Problems:
(1) In the passage on Nim and R, how is a Nim extension made callable from R?
(2) Output the passage on Nim and R word for word, starting with "let yNim = y.to(float)" and going on through "from Nim types.".
(3) Go on with the passage on Nim and R from the point where it stops.

━━━━━ Text passage ━━━━━

The fact that this conversion happens internally is the reason for the

existence of =RawVector=, which explicitly disallows this.



Further, =NumericVector= is actually a variant object. Depending on

the runtime type of the =SEXP= from which we construct a =SEXP= the

correct branch of the variant object will be filled.

For extremely performance sensitive application it may thus be

preferable to have a type where variant kind checks and possible type

conversions do not happen.



*** =Rctx= macro



As mentioned in the previous secton, some function names are weird and

require the user to use =callEval= directly.



To make calling such functions a bit nicer, there is an =Rctx= macro,

which allows for directly calling R functions with e.g. dots in their

names, and also allows for assignments.



#+begin_src nim



let x = @[5, 10, 15]

let y = @[2.0, 4.0, 6.0]



var df: SEXP

Rctx:

  df = data.frame(Col1 = x, Col2 = y)

  let df2 = data.frame(Col1 = x, Col2 = y)

  print("Hello from R")

#+end_src

where both =df= as well as =df2= will then store an equivalent data

frame. The last line shows that it's also possible to use this macro

to avoid the need to discard all R calls.



** Calling Nim code from R



Nim can be used to write extensions for R. This is done by compiling a

Nim file as a shared library and calling it in R using the =.Call=

interface.



An example can be seen from the tests:

- https://github.com/SciNim/rnim/blob/master/tests/tNimFromR.nim

  the Nim file that is compiled to a shared library

- https://github.com/SciNim/rnim/blob/master/tests/tCallNimFromR.R

  the corresponding R file that wraps the shared library



In the near future the latter R file will be auto generated by the Nim

code at compile time.



The basic idea is as follows. Assume you want to write an extension

that adds two numbers in Nim to be called from R.



You write a Nim file with the desired procedure and attach the

={.exportR.}= pragma as follows:



=myRmodule.nim=:

#+begin_src nim

import rnim



proc addNumbers*(x, y: SEXP): SEXP {.exportR.} =

  ## adds two numbers. We will treat them as floats

  let xNim = x.to(float)

  let yNim = y.to(float)

  result = (x + y).nimToR

#+end_src



Note the usage of =SEXP= as the input and output types. In the future

the conversions (and possibly non copy access) will be automated. For

now we have to convert manually to and from Nim types.

━━━━━ Supplied material ━━━━━

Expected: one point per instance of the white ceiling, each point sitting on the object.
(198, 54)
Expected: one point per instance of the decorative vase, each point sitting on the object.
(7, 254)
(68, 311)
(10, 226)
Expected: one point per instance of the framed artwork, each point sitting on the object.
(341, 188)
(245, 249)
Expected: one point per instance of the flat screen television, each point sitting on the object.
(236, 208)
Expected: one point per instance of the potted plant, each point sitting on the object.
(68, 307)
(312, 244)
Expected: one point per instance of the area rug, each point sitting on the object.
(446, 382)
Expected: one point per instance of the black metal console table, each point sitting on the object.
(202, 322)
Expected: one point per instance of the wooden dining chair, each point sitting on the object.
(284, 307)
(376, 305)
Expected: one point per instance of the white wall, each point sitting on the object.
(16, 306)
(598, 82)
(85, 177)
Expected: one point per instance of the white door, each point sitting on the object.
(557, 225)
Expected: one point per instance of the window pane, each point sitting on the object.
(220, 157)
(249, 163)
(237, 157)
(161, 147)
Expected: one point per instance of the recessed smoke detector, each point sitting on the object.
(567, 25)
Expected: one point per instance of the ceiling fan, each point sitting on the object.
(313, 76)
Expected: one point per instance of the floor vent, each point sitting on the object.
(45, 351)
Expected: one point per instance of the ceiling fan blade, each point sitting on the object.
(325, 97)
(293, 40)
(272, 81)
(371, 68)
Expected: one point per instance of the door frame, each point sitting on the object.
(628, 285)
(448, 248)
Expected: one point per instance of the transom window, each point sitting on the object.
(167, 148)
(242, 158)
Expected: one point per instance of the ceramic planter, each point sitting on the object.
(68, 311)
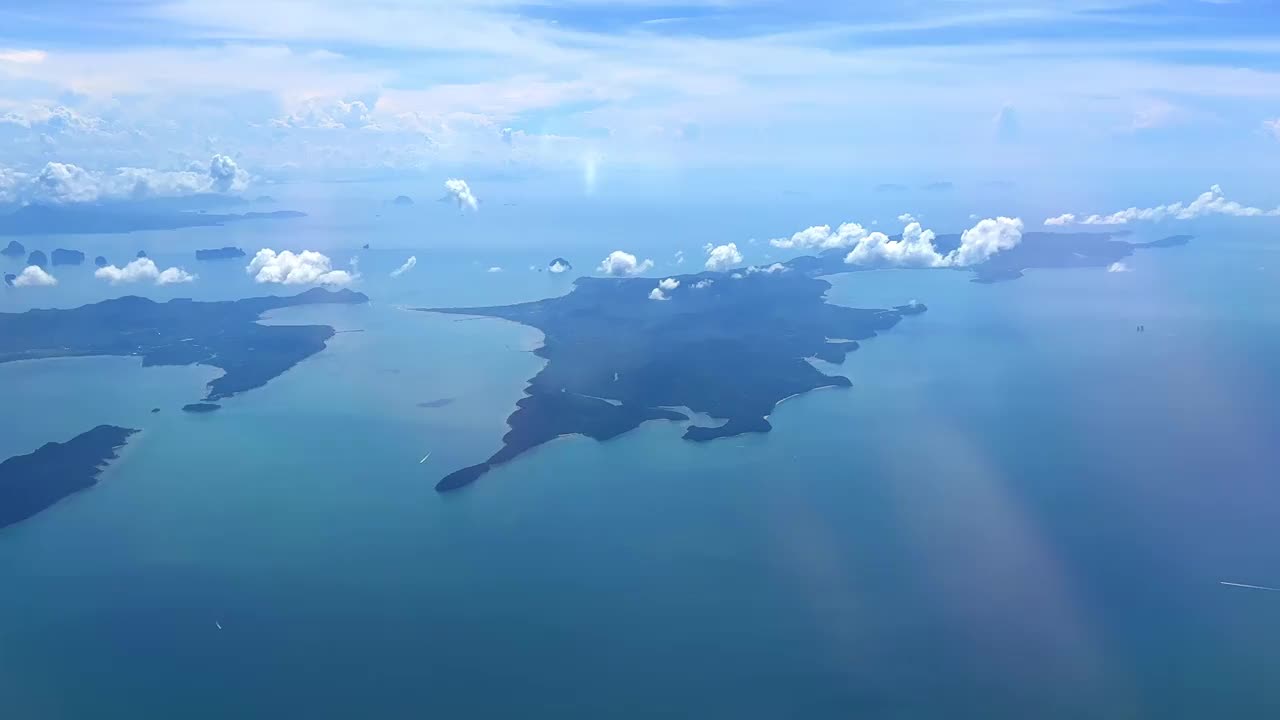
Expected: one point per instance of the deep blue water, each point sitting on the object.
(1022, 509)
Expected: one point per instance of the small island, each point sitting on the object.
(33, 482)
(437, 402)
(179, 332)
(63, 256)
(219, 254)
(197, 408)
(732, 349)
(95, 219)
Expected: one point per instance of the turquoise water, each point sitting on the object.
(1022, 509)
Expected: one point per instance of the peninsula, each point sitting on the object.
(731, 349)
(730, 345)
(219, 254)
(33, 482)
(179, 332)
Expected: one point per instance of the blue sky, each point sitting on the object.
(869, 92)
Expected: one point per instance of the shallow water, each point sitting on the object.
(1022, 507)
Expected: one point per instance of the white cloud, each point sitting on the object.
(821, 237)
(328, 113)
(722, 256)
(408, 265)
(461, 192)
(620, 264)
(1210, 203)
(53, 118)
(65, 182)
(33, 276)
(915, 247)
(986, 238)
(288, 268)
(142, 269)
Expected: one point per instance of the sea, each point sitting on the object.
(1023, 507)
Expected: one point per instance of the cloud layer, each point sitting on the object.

━━━━━

Results for the exercise:
(1) The Nim file is compiled as a shared library and called in R through the .Call interface.

(2)
let yNim = y.to(float)

  result = (x + y).nimToR

#+end_src



Note the usage of =SEXP= as the input and output types. In the future

the conversions (and possibly non copy access) will be automated. For

now we have to convert manually to and from Nim types.

(3)
This file is compiled as follows:

#+begin_src sh

nim c (-d:danger) --app:lib (--gc:arc) myRModule.nim

#+end_src

where the =danger= and =ARC= usage are of course optional (but ARC/ORC

is recommended).



This will generate a =libmyRmodule.so=. The resulting shared library

in principle needs to be manually loaded via =dyn.load= in R and each

procedure in it needs to be called using the =.Call= interface.



Fortunately, this can be automated easily. Therefore, when compiling

such a shared library, we automatically emit an R wrapper, that has

the same name as the input Nim file. So the following file is generated:



=myRmodule.R=:

#+begin_src R

dyn.load("libmyRmodule.so")



addNumbers <- function(a, b) {

    return(.Call("addNumbers", a, b))

}

#+end_src



This file can now be sourced from the R interpreter (using the

=source= function) or in an R script and then =addNumbers= is usable

and will execute the compiled Nim code!



Note that the autogeneration logic assumes the shared library and the

generated R script will live in the same directory. If you wish to

move one, you might have to adjust the paths that perform the

~dyn.load~ command!



** Trying it out



To try out the functionality of calling R from Nim, you need to meet a

few prerequisites.



*** Setup on Linux



- a working R installation _with_ a =libR.so= shared library

- the shell environment variable =R_HOME= needs to be defined and has

  to point to the directory which contains the full R directory

  structure. That is /not/ the path where the R binary lies!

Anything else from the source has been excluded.